» Okunacak Metin:
Yükseköğretim Kalite Kurulu (YÖKAK) Başkanı Prof. Dr. Muzaffer Elmas, "Aslında hocaların saltanatı bitti. 'Ben doçentim, profesörüm...' Bunlar yok artık, söz gençlerin. O yüzden deniyor, gençleri eğitim öğretim planlamalarında merkeze alın. Gençlerin dilinden konuşamazsak onlara yaklaşamayız ve onlara değer katamayız." dedi.
Prof. Dr. Elmas, Ondokuz Mayıs Üniversitesi (OMÜ) 2021-2022 Akademik Yılı Açılış Töreni'ne katıldı.
"Yükseköğretimde Değişim ve Akreditasyon" konulu sunum yapan Elmas, yükseköğretimin geleneksel olmaktan çıkarak farklı yönlere doğru gittiğine işaret etti.
Değişimin aslında Taş Devri'nden bu yana yaşandığını söyleyen Elmas, "Eğitim öğretimde 'Z kuşağı' dediğimiz gençler aslında yukarı evreye yakın bir evrede, yukarı doğru... Biz neredeyiz? Biz aşağılarda bir yerdeyiz. O zaman kimin değişmesi lazım burada? Gençler zaten değişmiş. Hocaların değişmesi lazım. Aslında hocaların saltanatı bitti. 'Ben doçentim, profesörüm...' Bunlar yok artık, söz gençlerin. O yüzden deniyor, gençleri eğitim öğretim planlamalarında merkeze alın. Gençlerin dilinden konuşamazsak onlara yaklaşamayız ve onlara değer katamayız." diye konuştu.
Hocaların bu değişime ayak uydurması gerektiğini, geleneksel usulle sınıflarda verilen eğitimin artık geride kaldığını dile getiren Elmas, "Duvarlar yıkıldı. Hepimiz bu etkinin altındayız. Gençler sınıfta bizi dinlerken bizden çok çok daha iyi Japonya'dan bir hocayı, Amerika'dan bir YouTube ya da İngiltere'den başka bir şeyi dinleyebilir. Buna mani bir şey yok ki. O yüzden biz bunları dikkate alarak asıl burada dönüşmesi gereken hocalar ve bizleriz. Eğitim de buraya doğru gidiyor." ifadesinde bulundu.

» Gereksinim A: Elmas'ın konuşmasını aktaran metne göre, Elmas'ın OMÜ açılış töreninde yaptığı sunumun konusu nedir?
» Gereksinim B: Elmas'ın konuşmasını aktaran metni, son cümlesinden sonrasından sürdürün.

» Kayıtlar:
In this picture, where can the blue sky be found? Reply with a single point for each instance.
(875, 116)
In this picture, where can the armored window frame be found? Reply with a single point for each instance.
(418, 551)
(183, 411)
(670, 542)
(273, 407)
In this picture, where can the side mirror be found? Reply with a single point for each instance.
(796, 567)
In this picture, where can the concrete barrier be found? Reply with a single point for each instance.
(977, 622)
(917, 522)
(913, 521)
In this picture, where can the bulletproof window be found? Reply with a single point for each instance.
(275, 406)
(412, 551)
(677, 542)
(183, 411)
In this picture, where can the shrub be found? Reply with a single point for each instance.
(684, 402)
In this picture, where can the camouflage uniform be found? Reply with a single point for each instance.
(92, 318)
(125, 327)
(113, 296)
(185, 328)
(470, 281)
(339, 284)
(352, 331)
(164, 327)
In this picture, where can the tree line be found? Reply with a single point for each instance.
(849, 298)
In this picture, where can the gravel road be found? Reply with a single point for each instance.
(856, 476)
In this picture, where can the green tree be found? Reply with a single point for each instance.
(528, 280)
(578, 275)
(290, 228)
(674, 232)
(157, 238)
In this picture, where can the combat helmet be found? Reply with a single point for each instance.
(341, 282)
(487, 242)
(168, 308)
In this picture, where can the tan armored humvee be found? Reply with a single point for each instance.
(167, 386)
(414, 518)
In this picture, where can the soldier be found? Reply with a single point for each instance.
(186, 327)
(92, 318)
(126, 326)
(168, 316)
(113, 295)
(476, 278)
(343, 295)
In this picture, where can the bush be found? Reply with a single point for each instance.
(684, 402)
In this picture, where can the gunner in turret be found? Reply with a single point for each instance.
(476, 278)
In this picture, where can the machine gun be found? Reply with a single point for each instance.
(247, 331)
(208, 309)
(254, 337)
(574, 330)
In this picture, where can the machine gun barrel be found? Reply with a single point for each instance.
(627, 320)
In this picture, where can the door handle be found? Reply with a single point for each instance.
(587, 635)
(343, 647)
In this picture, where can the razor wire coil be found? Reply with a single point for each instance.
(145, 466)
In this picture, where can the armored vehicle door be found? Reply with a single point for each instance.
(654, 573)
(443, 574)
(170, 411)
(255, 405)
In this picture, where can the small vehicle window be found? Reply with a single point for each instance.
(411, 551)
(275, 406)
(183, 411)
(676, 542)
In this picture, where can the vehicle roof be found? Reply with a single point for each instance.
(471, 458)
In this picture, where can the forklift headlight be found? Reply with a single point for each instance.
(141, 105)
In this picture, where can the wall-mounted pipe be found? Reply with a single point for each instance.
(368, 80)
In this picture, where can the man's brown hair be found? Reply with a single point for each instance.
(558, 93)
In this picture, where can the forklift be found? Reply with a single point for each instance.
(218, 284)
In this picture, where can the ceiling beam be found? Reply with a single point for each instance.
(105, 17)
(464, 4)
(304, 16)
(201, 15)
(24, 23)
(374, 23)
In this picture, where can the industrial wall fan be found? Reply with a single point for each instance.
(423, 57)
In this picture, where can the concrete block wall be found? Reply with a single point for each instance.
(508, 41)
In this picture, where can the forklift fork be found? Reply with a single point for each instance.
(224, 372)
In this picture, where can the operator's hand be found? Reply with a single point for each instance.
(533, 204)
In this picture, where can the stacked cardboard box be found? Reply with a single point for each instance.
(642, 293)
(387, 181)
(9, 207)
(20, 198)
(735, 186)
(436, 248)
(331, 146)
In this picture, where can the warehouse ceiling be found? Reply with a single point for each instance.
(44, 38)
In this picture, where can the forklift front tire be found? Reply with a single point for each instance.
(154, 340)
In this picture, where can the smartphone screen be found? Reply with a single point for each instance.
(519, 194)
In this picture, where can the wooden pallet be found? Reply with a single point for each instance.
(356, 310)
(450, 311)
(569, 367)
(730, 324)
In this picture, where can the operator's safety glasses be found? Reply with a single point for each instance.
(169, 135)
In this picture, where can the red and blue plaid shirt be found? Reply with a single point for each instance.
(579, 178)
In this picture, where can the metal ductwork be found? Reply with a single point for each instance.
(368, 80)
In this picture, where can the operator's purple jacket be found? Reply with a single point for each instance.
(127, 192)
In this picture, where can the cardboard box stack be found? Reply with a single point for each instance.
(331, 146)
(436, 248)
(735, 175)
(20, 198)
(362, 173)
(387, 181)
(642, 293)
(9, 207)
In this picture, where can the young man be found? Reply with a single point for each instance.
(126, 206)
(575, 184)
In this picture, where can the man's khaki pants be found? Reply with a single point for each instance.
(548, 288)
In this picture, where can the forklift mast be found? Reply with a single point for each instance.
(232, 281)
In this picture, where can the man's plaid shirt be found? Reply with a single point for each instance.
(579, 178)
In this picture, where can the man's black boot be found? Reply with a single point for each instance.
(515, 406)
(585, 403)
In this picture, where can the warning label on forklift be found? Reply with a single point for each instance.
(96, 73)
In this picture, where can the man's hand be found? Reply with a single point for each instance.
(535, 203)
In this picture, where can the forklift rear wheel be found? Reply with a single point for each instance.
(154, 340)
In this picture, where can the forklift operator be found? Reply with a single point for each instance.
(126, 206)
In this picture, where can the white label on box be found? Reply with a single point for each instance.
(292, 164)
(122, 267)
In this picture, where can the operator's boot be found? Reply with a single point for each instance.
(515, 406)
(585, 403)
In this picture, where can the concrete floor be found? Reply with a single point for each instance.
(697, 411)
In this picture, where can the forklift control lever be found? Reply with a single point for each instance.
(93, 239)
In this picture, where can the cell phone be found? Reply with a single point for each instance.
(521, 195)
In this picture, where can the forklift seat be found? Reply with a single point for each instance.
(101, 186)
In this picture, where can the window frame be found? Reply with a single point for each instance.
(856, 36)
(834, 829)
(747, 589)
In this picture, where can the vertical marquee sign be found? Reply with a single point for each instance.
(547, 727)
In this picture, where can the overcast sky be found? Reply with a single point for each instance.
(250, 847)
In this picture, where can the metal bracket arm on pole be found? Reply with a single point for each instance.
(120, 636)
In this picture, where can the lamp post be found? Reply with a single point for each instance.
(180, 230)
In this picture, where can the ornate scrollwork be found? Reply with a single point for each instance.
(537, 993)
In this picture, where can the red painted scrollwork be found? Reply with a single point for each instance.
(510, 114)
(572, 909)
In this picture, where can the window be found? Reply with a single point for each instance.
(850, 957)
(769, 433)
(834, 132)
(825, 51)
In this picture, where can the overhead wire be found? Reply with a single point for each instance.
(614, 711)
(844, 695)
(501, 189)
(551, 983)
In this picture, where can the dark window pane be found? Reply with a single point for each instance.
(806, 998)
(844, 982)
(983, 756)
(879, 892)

» Görev Çıktısı A: Yükseköğretimde Değişim ve Akreditasyon.

» Görev Çıktısı B:
- "Biz cümle kurmakta, hedef belirlemekte dünyada en iyilerdeniz"
Bilgi yoğunluğunun temel insani değerlerle dengelenmesi gerektiğini vurgulayan Prof. Dr. Elmas, şunları kaydetti:
"Değişimi iyi anlayabilirsek hiçbir şeye şaşırmazsınız. Yapay zeka 50 senedir var. Türkiye ne yapıyor bu alanda? Türkiye'nin bu alanda hedefleri var. 11. Kalkınma Planımızda bu değişimin cümleleri var. Biz cümle kurmakta, hedef belirlemekte dünyada en iyilerdeniz. Bizim sorunumuz bunları yapıp gözden geçirmemek. Zaten kalite de tam burası. Üniversitelerimizin de çok güzel stratejileri, hedefleri var, misyonu var. En kenardaki bir üniversitenin bile Oxford gibi hedefleri stratejileri var. Bizim kalite kurulu olarak yapmaya çalıştığımız üniversitenin özerkliğine, yapısına hiç dokunmadan bu hedeflerini yapıp yapmadığına bakan mekanizma kurmak."
Elmas, üniversitelerin, bir kalite ajansı gibi çalışması gerektiğini, bunun en önemli kriterlerden birinin de mezunların kolayca istihdam edilerek, dünyaya adapte edilmesi olduğunu anlattı.
Üniversitenin araştırma ve geliştirmede listede yukarı doğru ilerlemesinin de başarı göstergesi olduğunun altını çizen Elmas, "Bir üniversitemizi düşünün Türkiye'de 60. sırada. Başka bir sıralamaya bakıyorsunuz 10. sırada. Bazı sıralamaya bakıyorsun 90'da... Böyle bir şey olabilir mi? Bir üniversitenin bir mertebesi vardır. O yüzden bu sıralamaların büyüsüne kapılmadan kendi ürettiklerini ölçebilen bir mekanizmalar kurmak daha iyi bir şey. " değerlendirmesinde bulundu.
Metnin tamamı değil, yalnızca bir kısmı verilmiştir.